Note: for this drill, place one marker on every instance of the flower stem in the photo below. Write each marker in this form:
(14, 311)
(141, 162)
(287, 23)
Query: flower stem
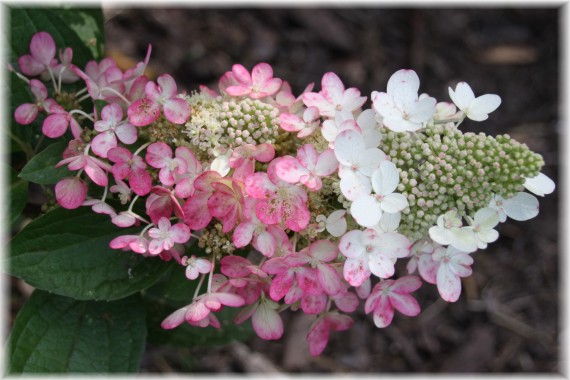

□ □ □

▶ [ACTIVITY] Using the listing above, list every line in which the string "stem" occurs.

▶ [WRITTEN REPLY]
Note: for this drill, place one marker on every instance of the flower stem in the photo below. Write each marker in this form:
Query: flower stem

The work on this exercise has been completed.